SUPPLIED PASSAGE section start

Health Secretary Jeane Freeman’s claim that regular testing of all care home staff has begun is not backed up by the figures.
The policy to test all care home staff was announced a week ago and would require over 7,000 tests a day to meet that demand.
But since then the numbers of those tested has gone down and is averaging at 4,600 a day across all sectors.
Jeane Freeman told Scottish Green health spokesperson Alison Johnstone that regular testing of care home staff had already begun, but some staff had not given consent.
Responding, Alison Johnstone said: “These figures simply don’t add up. Scotland is testing an average of 4,600 people a day, and that is across all sectors. If regular testing of care home staff had begun, as she claims, then that alone would use up to 7,570 tests per day, and that’s before any residents, patients or NHS workers are tested.

SUPPLIED PASSAGE section end
DATA section start

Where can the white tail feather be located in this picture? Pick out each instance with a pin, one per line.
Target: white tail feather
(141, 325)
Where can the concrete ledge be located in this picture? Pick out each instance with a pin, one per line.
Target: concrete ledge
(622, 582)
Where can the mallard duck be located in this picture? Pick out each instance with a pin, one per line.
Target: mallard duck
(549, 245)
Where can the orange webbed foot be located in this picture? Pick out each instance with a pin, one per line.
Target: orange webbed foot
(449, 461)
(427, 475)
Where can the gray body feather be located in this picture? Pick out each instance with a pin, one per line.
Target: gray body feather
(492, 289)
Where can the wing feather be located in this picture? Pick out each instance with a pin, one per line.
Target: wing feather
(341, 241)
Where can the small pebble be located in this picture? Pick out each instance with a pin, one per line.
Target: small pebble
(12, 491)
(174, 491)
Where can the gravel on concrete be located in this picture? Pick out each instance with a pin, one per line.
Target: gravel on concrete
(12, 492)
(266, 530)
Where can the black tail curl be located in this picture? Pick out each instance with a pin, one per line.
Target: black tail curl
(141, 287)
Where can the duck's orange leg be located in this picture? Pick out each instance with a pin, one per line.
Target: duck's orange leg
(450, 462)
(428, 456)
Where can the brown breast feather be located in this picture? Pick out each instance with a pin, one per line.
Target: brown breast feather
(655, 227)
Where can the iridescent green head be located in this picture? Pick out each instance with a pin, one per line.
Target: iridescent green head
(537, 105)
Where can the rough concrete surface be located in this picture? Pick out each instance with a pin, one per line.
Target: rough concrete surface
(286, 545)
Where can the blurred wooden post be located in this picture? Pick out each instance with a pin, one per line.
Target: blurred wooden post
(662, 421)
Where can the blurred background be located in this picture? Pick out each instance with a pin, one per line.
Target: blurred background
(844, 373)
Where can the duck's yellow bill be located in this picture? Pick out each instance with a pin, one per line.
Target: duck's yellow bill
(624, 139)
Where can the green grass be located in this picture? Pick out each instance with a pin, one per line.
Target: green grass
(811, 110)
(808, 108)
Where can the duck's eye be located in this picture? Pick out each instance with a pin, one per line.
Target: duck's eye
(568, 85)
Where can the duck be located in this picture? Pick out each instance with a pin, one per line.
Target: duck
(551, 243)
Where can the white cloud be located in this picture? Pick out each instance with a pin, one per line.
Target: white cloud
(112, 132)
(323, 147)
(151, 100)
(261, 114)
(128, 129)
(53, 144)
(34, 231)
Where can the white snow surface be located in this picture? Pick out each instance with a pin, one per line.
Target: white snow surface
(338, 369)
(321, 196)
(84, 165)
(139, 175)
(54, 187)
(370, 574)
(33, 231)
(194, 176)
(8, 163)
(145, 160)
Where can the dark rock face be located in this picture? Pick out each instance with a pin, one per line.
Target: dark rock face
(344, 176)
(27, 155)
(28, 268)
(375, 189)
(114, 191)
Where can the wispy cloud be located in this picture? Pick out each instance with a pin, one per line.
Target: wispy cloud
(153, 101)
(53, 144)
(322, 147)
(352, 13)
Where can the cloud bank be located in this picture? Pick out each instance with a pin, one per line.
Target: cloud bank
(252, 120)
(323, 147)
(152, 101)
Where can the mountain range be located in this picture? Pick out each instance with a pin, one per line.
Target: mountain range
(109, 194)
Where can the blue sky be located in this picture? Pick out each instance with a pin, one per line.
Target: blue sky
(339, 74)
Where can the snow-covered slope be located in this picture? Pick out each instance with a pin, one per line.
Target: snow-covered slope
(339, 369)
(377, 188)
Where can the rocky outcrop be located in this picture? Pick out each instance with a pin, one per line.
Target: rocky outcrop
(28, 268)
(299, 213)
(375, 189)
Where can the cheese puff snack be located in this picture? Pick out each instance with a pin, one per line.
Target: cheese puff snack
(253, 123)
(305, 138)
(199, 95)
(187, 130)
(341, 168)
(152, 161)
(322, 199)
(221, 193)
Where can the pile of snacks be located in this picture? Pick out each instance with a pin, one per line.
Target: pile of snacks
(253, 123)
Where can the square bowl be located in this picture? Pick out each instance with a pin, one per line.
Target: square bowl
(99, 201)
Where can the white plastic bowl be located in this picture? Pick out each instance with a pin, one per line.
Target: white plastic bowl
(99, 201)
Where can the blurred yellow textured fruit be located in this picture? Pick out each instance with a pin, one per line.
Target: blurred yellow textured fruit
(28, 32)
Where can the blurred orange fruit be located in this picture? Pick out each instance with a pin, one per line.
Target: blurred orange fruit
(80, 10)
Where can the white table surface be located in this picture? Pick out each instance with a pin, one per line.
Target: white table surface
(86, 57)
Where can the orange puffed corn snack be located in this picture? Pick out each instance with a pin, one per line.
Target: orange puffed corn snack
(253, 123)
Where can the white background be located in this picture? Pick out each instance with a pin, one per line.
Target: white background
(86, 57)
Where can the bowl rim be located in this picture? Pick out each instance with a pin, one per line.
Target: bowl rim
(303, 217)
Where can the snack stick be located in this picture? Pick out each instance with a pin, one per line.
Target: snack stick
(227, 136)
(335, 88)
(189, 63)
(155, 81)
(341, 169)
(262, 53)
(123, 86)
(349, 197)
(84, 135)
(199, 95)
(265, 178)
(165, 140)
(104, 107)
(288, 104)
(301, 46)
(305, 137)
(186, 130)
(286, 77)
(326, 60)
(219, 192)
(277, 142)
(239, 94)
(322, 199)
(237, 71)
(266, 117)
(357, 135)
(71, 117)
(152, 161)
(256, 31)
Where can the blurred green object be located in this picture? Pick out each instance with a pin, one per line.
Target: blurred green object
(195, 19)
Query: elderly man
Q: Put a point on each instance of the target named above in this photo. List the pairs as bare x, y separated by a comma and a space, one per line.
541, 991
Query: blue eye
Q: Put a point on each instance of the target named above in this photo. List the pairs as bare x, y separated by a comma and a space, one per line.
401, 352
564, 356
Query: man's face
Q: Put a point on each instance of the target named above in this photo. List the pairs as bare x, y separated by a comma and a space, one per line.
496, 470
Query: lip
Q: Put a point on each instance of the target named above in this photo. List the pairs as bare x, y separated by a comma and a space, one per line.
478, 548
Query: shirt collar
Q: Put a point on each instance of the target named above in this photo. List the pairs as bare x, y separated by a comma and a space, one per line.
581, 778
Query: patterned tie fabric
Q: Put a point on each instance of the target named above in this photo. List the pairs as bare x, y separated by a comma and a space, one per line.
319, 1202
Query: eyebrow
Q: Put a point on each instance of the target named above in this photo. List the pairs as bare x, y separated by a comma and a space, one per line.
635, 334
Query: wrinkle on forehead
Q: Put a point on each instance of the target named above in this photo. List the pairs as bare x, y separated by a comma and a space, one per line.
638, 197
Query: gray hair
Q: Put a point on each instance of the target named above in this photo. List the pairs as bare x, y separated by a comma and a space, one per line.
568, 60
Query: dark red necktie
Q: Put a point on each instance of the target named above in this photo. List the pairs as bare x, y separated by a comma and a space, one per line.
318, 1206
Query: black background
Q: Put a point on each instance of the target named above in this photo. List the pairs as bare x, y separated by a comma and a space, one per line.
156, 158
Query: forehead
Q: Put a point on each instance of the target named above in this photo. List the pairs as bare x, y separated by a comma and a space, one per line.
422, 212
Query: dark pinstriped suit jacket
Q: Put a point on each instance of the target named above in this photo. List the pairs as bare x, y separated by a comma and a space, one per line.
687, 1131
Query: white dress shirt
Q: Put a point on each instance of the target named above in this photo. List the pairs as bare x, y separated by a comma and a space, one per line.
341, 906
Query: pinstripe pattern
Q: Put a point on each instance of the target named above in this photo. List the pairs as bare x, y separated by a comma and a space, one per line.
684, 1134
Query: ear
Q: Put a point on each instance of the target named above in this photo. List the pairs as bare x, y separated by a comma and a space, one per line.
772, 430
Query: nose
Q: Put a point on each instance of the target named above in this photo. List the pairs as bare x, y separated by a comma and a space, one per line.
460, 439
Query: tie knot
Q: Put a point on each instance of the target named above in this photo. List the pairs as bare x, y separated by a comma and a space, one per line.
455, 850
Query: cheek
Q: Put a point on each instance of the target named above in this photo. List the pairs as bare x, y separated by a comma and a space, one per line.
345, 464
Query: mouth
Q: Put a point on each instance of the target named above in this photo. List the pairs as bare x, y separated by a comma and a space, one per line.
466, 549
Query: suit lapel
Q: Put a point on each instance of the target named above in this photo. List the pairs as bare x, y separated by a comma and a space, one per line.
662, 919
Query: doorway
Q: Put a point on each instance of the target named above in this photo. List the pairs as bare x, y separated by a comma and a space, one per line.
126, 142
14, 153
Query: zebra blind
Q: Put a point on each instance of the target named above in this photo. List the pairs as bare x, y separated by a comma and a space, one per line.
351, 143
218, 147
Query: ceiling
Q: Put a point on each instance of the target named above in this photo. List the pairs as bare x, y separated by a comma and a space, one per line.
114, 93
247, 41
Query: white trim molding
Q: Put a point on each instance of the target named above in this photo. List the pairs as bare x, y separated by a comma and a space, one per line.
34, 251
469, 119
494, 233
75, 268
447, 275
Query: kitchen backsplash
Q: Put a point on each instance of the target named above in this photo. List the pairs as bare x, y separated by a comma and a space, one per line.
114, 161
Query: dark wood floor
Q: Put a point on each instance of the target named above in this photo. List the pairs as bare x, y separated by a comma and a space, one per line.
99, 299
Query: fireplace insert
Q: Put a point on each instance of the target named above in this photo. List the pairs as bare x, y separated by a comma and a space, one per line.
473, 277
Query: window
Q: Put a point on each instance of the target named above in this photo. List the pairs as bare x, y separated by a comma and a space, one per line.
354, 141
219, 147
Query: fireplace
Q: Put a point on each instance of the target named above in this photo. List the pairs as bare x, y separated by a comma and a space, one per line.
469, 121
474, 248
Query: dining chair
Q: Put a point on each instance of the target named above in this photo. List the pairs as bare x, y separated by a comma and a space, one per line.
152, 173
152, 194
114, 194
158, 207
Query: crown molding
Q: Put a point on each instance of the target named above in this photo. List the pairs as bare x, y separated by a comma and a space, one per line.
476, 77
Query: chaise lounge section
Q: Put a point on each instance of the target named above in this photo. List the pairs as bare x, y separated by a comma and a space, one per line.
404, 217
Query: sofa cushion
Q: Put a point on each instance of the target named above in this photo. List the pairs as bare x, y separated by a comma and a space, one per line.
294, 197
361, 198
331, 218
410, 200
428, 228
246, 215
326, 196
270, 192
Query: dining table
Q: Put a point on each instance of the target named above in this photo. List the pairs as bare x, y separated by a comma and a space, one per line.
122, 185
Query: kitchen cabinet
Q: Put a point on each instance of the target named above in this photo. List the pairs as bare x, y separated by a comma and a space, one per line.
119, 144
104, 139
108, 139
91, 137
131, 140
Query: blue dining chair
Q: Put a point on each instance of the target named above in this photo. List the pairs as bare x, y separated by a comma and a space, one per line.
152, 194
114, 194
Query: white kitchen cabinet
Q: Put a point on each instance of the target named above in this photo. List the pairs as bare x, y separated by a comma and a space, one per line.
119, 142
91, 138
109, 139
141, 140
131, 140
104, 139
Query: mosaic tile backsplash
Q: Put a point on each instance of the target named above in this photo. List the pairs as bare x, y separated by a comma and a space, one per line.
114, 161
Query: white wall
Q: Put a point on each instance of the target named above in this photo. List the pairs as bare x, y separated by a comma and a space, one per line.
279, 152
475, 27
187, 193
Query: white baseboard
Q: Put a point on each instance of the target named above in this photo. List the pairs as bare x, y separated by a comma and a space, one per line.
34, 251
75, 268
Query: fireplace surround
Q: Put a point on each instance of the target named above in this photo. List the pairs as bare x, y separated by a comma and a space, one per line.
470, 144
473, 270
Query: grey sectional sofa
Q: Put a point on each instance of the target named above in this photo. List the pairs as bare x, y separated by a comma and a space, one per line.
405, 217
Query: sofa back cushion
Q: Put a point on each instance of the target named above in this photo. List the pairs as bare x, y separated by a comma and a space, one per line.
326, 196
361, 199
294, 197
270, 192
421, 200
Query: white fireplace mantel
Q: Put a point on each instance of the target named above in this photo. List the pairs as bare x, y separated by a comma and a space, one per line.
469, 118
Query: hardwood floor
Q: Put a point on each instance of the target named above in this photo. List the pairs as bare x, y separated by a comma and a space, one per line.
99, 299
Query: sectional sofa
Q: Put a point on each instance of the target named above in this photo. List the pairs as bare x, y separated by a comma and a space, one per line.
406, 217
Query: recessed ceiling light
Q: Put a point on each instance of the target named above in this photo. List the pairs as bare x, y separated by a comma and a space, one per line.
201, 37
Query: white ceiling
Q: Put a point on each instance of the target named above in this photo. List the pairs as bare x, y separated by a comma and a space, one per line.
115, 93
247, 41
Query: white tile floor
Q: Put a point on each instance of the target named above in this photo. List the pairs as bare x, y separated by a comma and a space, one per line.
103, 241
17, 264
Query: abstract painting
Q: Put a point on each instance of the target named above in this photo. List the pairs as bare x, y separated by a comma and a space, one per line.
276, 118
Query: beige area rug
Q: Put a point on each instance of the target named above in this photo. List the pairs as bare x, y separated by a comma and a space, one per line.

DATA section end

*CHECK YOUR UNDERSTANDING*:
a) Transcribe the passage on care home testing, beginning at the words "But since then" and stopping after "workers are tested.".
b) Decide whether each statement agrees with the passage on care home testing, answering yes or no and quoting the deciding words: (i) The policy to test all care home staff was announced a week ago. (ii) Scotland is averaging more than 7,000 tests a day. (iii) Alison Johnstone is the Scottish Green health spokesperson.
The records come from a separate source.

*ANSWERS IN ORDER*:
a)
But since then the numbers of those tested has gone down and is averaging at 4,600 a day across all sectors.
Jeane Freeman told Scottish Green health spokesperson Alison Johnstone that regular testing of care home staff had already begun, but some staff had not given consent.
Responding, Alison Johnstone said: “These figures simply don’t add up. Scotland is testing an average of 4,600 people a day, and that is across all sectors. If regular testing of care home staff had begun, as she claims, then that alone would use up to 7,570 tests per day, and that’s before any residents, patients or NHS workers are tested.

b)
(i) Yes: "The policy to test all care home staff was announced a week ago"
(ii) No: "is averaging at 4,600 a day across all sectors"
(iii) Yes: "Scottish Green health spokesperson Alison Johnstone"